▶ [REQUIRED WORK]:
Repeat, word for word, everything in the passage on microporous polymers from "The surface properties" down to "of the membrane.".

Core Topics
The ‘Microporous Polymers’ department deals with the synthesis and characterisation of customised microporous polymers. The focus here is on developing new materials for membrane applications for filtration and gas separation. New types of monomers are also developed specifically for certain membrane applications. Various chemical and physical techniques are used to modify the membrane surfaces in order to optimise the membrane properties or adapt them specifically to the desired application.
The development of new polymers and membranes is supported by digital methods for simulation and machine learning.
Water contact angle before (left) and after (right) the modification of a membrane surface. (Image from: https://doi.org/10.1002/admi.202000443)
The surface properties of membranes often limit their performance. Therefore, the surface modification of membranes is an attractive strategy to adapt the properties to specific separation problems and can positively influence the properties of the membrane.

[Referring expression data]
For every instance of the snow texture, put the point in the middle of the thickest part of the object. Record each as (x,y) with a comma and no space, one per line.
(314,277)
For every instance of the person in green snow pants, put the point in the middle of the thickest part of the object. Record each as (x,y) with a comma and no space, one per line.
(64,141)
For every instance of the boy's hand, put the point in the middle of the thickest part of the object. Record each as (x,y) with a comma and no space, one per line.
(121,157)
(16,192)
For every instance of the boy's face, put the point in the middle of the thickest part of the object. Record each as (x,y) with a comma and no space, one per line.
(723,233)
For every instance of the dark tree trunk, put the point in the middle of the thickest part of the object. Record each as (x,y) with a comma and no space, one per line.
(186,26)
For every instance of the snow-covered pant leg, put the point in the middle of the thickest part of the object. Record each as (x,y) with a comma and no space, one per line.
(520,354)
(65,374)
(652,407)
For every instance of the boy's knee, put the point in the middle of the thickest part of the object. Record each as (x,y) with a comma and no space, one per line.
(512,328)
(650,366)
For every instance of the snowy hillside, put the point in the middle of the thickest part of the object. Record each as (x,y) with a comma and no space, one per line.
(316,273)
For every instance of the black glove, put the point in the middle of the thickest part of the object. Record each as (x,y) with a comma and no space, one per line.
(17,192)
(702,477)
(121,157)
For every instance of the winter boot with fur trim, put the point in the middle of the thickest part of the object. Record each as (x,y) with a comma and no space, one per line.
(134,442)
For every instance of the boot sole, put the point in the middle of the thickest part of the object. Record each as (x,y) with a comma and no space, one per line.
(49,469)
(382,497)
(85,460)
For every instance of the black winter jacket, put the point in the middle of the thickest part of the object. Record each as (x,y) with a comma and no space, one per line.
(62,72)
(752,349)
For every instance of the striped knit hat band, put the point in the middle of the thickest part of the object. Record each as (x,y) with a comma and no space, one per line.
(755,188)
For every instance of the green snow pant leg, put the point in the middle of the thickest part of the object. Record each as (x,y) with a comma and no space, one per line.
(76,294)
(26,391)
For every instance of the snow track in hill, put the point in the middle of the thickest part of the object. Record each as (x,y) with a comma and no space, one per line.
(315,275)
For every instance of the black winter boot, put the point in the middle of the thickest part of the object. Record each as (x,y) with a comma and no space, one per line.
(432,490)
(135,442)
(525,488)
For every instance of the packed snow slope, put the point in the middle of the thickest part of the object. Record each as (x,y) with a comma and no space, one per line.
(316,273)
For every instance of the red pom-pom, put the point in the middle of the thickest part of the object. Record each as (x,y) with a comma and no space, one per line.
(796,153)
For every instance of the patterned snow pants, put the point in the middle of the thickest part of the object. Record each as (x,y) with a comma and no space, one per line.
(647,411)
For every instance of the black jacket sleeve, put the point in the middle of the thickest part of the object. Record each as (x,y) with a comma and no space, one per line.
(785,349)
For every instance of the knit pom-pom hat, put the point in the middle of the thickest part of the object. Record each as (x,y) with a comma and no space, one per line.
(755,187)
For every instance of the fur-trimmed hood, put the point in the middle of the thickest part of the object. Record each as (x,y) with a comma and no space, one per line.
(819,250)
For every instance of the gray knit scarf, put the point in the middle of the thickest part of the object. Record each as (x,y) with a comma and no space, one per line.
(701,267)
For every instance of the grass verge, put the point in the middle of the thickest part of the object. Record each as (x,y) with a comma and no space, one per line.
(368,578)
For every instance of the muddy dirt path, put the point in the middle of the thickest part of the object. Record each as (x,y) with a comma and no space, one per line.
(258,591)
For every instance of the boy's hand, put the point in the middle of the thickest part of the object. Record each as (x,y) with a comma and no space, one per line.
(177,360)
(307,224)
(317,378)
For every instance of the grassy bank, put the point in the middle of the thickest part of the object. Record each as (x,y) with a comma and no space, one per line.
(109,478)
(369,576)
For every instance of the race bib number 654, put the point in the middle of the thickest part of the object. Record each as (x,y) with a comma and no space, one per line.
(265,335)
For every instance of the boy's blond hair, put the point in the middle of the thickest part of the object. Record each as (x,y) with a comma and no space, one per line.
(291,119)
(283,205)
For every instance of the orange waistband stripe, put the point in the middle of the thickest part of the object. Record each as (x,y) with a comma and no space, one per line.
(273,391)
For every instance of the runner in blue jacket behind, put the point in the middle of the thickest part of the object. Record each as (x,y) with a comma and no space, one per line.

▶ [ANSWER TO THE PROBLEM]:
The surface properties of membranes often limit their performance. Therefore, the surface modification of membranes is an attractive strategy to adapt the properties to specific separation problems and can positively influence the properties of the membrane.